Study material ▸
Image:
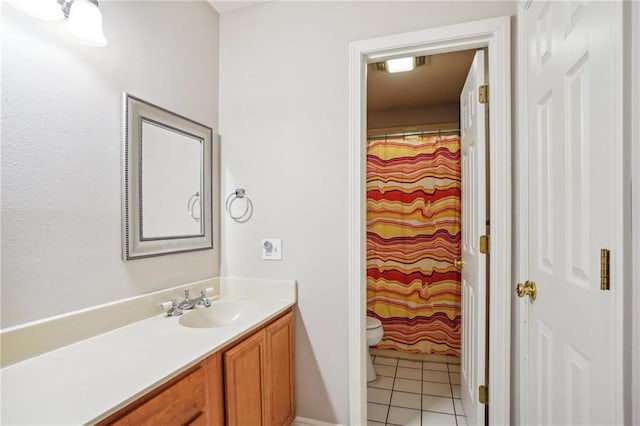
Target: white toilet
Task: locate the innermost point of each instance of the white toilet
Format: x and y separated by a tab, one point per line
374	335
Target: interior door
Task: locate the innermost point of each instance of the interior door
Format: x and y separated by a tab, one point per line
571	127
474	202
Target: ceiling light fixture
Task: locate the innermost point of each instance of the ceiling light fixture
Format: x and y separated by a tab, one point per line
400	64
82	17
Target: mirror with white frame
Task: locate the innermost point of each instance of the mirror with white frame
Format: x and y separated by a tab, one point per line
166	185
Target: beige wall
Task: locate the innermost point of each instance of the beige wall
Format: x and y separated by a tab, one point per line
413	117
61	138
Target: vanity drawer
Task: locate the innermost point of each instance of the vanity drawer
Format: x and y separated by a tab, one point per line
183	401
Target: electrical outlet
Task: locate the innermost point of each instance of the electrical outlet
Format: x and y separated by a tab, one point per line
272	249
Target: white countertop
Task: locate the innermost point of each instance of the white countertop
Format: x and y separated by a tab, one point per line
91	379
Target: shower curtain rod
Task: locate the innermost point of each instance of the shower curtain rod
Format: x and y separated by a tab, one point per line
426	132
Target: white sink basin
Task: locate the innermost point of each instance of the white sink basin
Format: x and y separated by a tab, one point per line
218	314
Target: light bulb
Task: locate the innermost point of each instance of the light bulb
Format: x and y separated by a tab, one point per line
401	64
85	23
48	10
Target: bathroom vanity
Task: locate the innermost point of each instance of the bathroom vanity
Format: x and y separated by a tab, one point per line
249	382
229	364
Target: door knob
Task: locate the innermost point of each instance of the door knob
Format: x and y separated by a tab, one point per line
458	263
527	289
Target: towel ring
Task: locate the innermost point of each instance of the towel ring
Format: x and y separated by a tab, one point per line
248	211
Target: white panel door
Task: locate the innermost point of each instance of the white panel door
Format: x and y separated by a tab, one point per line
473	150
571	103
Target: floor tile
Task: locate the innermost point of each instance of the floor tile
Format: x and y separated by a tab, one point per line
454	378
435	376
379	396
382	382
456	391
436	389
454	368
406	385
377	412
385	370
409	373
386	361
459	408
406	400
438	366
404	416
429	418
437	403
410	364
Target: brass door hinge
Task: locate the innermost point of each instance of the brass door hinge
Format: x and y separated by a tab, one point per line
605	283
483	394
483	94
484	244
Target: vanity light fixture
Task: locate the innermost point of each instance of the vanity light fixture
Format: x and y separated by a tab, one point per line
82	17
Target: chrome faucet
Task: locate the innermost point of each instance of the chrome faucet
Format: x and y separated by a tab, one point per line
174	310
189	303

Assigned task ▸ Print every entry above again without changing a word, and omit the pictures.

Written answer ▸
Image:
Target: white toilet
Task: locate the innermost point of each instance of the white toilet
Format: x and y separated by a tab, one point per line
374	335
Target: interior door
Task: locate the innermost point of each instance of the interior door
Format: x and y separated by a tab, one point per line
571	127
474	202
Target: ceiling light fixture
Task: locate the innermost point of each instance of the ceiling light fixture
Format: x and y separated by a tab, one point per line
400	64
82	17
Target: mirror with white frame
Task: locate the innermost point of each instance of the mirror with white frame
Format: x and y separated by a tab, one point per line
166	185
Target: beige wall
Task: locate the innermost point of each instance of the beige wall
Format: x and y separated by a tab, one point per line
413	117
61	138
Target: vanity drawer
Task: locate the innermost point of each instance of the vanity drawer
Format: x and y separated by a tab, one point per line
183	401
Target: electrical outlet
Task: locate the innermost point of each instance of the electrical outlet
Format: x and y separated by a tab, one point per line
272	249
Target: white countertop
Task: locate the innermost point of each instance of the white countertop
Format: x and y separated by a tab, one point per line
91	379
Target: shower curtain rod
Task: locate the innermost point of each instance of the shower curtain rod
Format: x and y separated by a tab, one point per line
426	132
Target: white sink basin
Task: locate the innermost point of each instance of the white sink basin
Format: x and y separated by a tab, one point per line
218	314
Target: light bulb
Task: locate the innermost point of each instance of the light bulb
Format: x and y separated by a tab, one point per line
401	64
85	23
48	10
Target: bathroom vanity
Task: locate the innermost point of each instance of the bathroom vanity
Format: x and y separated by a tab, one point per line
249	382
229	364
Target: door knob
Task: locate the innermost point of each instance of the door knob
Format: x and y separated by a tab, one point per line
458	263
527	289
Target: towel ring
Task: locate the innermost point of each instance of the towel ring
Format: x and y separated by a tab, one point per line
248	211
Target: white panel door
Task: locate the innermost point of each instance of the white panel door
Format: x and y separated by a tab, one point per line
473	150
571	103
Target: floor tile
Task: locate the innermost point of each instance of the floor tile
Format: x and y separated by a tab, one point per line
454	378
435	376
379	396
382	382
456	391
436	389
454	368
406	385
377	412
385	370
409	373
386	361
459	408
406	400
438	366
404	416
429	418
437	403
410	364
Target: brass door hinge
Task: locate the innermost point of each instance of the brass door hinge
Format: x and y separated by a tab, one point per line
605	283
483	394
483	94
484	244
Target: vanity light fixture
Task: locate the innermost point of each instance of the vanity light fixture
Format: x and y separated by a tab, one point per line
82	17
Target: chrome faucet
Task: locate the innermost point of each instance of the chrome faucet
Format: x and y separated by a tab, one point per line
174	310
189	303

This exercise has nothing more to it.